Print the listing as it stands, omitting all images.

------ MATERIAL SUPPLIED ------

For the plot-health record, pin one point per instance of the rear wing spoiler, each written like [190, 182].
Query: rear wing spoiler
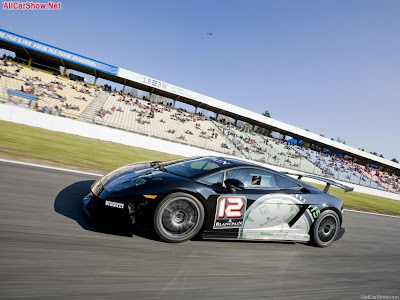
[328, 181]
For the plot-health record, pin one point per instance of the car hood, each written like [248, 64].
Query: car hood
[135, 179]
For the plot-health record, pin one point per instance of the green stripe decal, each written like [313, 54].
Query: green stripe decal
[288, 219]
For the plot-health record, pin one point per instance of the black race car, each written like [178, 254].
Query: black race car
[218, 197]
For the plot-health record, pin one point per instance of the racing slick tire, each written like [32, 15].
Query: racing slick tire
[178, 217]
[325, 229]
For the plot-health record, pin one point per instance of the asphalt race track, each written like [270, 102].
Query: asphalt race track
[49, 250]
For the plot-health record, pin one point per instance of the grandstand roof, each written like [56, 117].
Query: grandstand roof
[69, 60]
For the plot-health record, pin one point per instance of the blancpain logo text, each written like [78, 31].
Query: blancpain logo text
[114, 204]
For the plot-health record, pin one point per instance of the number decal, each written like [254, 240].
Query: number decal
[229, 212]
[233, 210]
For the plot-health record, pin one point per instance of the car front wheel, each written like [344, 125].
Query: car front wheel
[325, 229]
[178, 217]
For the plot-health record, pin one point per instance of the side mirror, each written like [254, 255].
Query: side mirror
[233, 184]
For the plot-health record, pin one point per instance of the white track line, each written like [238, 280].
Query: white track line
[370, 213]
[48, 167]
[95, 174]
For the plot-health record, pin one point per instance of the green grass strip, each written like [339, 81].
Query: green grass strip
[31, 144]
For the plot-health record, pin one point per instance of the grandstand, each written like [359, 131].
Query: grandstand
[59, 95]
[56, 94]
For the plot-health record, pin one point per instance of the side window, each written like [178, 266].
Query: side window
[215, 179]
[284, 183]
[253, 178]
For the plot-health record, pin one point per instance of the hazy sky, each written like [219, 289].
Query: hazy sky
[332, 67]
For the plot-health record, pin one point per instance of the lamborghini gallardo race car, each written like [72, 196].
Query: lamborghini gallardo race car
[217, 198]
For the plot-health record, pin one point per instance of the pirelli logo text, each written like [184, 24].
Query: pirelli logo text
[114, 204]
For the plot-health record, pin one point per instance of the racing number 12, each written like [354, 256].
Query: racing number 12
[233, 210]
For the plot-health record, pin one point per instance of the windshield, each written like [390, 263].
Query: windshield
[192, 167]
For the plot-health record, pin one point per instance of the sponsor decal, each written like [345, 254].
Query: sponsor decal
[114, 204]
[314, 211]
[139, 180]
[230, 212]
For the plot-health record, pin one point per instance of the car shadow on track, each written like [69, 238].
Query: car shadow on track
[69, 204]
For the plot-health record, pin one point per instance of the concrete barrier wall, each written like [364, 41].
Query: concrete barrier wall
[20, 115]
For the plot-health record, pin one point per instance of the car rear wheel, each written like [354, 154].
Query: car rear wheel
[178, 217]
[325, 229]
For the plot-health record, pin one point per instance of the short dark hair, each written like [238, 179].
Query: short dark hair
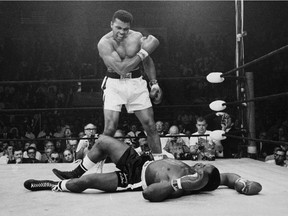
[123, 15]
[200, 119]
[31, 148]
[214, 180]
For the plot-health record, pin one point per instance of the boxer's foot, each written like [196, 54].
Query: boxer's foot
[156, 94]
[37, 185]
[247, 187]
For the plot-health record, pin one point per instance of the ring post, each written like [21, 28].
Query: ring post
[250, 115]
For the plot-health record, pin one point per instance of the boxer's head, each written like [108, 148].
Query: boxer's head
[120, 24]
[123, 16]
[213, 175]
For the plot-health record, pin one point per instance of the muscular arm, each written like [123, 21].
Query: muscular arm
[122, 66]
[160, 191]
[113, 60]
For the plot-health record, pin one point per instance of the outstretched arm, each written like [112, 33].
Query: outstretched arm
[241, 185]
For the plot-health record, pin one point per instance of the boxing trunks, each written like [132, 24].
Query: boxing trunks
[130, 166]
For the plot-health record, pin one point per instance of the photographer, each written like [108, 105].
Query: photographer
[202, 148]
[176, 145]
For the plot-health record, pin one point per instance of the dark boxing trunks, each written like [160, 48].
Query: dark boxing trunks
[130, 165]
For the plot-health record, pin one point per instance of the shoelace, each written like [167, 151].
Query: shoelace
[244, 182]
[56, 188]
[41, 184]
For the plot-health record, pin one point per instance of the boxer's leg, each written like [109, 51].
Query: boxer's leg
[101, 181]
[104, 146]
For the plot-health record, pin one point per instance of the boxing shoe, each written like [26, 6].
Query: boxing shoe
[37, 185]
[67, 174]
[156, 93]
[247, 187]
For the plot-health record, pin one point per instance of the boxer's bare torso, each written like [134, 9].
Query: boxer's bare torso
[166, 170]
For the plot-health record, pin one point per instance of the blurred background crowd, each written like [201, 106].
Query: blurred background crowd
[50, 41]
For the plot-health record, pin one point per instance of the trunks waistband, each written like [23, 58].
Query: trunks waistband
[131, 75]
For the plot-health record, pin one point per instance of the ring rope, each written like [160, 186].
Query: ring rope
[157, 107]
[85, 138]
[256, 140]
[91, 108]
[87, 80]
[257, 98]
[255, 61]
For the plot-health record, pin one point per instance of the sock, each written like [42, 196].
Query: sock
[87, 163]
[62, 185]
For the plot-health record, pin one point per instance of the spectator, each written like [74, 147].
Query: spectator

------

**WRITTEN RESPONSE**
For the plot-health record, pin one point per instance of the rear wing spoiler, each written like [190, 182].
Query: rear wing spoiler
[328, 181]
For the plot-health record, pin one point per instance of the car hood, each written like [248, 64].
Query: car hood
[135, 179]
For the plot-health record, pin one point per instance of the green stripe decal, each written like [313, 54].
Query: green stripe decal
[288, 219]
For the plot-health record, pin one point per instance of the black race car, each written like [178, 254].
Query: black race car
[218, 197]
For the plot-health record, pin one point per instance of the racing slick tire, each written like [32, 15].
Query: racing slick tire
[178, 217]
[325, 229]
For the plot-health record, pin one point per instance of the asphalt race track, each written like [270, 102].
Query: asphalt race track
[49, 250]
For the plot-health record, pin one point per instance of the grandstand roof, each written like [56, 117].
Query: grandstand roof
[69, 60]
For the plot-health record, pin one point per instance of the blancpain logo text, each written like [78, 31].
Query: blancpain logo text
[114, 204]
For the plot-health record, pin one point per instance of the number decal, each written like [254, 240].
Query: number decal
[229, 212]
[233, 210]
For the plot-health record, pin one point per instance of the car front wheel, each written like [344, 125].
Query: car front wheel
[325, 229]
[178, 217]
For the plot-health record, pin one point per instance of the side mirror, each written like [254, 255].
Query: side mirror
[233, 184]
For the plot-health record, pin one point per instance of the white track line, each written like [238, 280].
Query: white track line
[370, 213]
[48, 167]
[95, 174]
For the plot-health record, pin one point per instance of the green grass strip, each written like [339, 81].
Query: green grass strip
[31, 144]
For the plot-health record, pin one point per instance of the grandstand, each written like [359, 131].
Query: grandstand
[59, 95]
[56, 94]
For the plot-health record, pin one point per instance of the side window, each written like [178, 266].
Query: side window
[215, 179]
[284, 183]
[253, 178]
For the plot-health record, pin one point per instance of the hazy sky, each written like [219, 289].
Query: hazy sky
[332, 67]
For the plot-health record, pin one point per instance of the lamborghini gallardo race car, each written like [72, 196].
Query: lamborghini gallardo race car
[217, 198]
For the plot-health record, pin one point per instance of the pirelli logo text, each written like [184, 24].
Query: pirelli logo text
[114, 204]
For the plot-health record, pin one point per instance of the racing number 12, each written like [354, 256].
Query: racing number 12
[233, 210]
For the plot-health record, pin one point per instance of the windshield, each written like [390, 263].
Query: windshield
[192, 167]
For the plot-health record, pin one point per instance of the sponsor decal, each written like [345, 254].
Query: sponsor decal
[114, 204]
[314, 211]
[139, 180]
[230, 212]
For the plot-health record, pin one point per instance of the car shadow on track, each written like [69, 238].
Query: car shadow on track
[69, 204]
For the plot-health record, pin one point per instance of the concrete barrier wall, each written like [364, 41].
Query: concrete barrier wall
[20, 115]
For the plot-health record, pin one point per instance of the car rear wheel, each written like [354, 154].
Query: car rear wheel
[178, 217]
[325, 229]
For the plot-health record, pin one point per instance of the short dark hair, each written like [238, 179].
Query: short dark hair
[123, 15]
[200, 119]
[31, 148]
[214, 180]
For the plot-health record, pin one point per instance of the boxer's foot, each written like [196, 54].
Query: boxer's foot
[156, 94]
[37, 185]
[247, 187]
For the plot-health record, pin one point per instance of the ring post, each written like [21, 28].
Query: ring post
[250, 115]
For the plot-health record, pin one point per instance of the boxer's head, each written like [108, 148].
Query: boxer's head
[120, 24]
[123, 16]
[213, 175]
For the plot-health record, pin one point per instance of the muscular arm, each written like [123, 21].
Query: muscular arm
[122, 66]
[160, 191]
[113, 60]
For the plot-health record, pin one point per instance of the outstretched arm, each written like [112, 33].
Query: outstretched arm
[241, 185]
For the plot-health record, pin one point per instance of the boxing trunks, each written like [132, 24].
Query: boxing trunks
[130, 166]
For the plot-health record, pin one point per instance of the photographer, each written like [108, 105].
Query: photographer
[202, 148]
[176, 145]
For the plot-health record, pin one point per instance of the dark boxing trunks, each written like [160, 48].
Query: dark boxing trunks
[130, 165]
For the plot-health record, pin one point per instance of the shoelace, each written like [167, 151].
Query: shoelace
[244, 182]
[56, 188]
[41, 184]
For the plot-health record, pin one point per instance of the boxer's leg, each written like [109, 51].
Query: boxer's leg
[101, 181]
[104, 146]
For the plot-health record, pin one point per instance of the boxing shoe, each written like [26, 6].
Query: boxing shoe
[37, 185]
[67, 174]
[156, 93]
[247, 187]
For the plot-health record, pin one point per instance of the boxer's bare torso, each written like [134, 9].
Query: boxer's bare torso
[166, 170]
For the plot-health record, pin one point per instance of the blurred background crowd, each written like [201, 106].
Query: blurred background crowd
[50, 41]
For the plot-health record, pin one point per instance of the trunks waistband, each written like [23, 58].
Query: trunks waistband
[131, 75]
For the plot-health record, pin one point per instance of the ring rope, each written like [160, 186].
Query: ring rope
[157, 107]
[85, 138]
[256, 140]
[91, 108]
[87, 80]
[257, 98]
[255, 61]
For the plot-health record, pin one point per instance of the sock, each written like [42, 196].
Query: sock
[87, 163]
[62, 185]
For the plot-health record, pin one point per instance of the spectator, each written like [74, 147].
Query: spectator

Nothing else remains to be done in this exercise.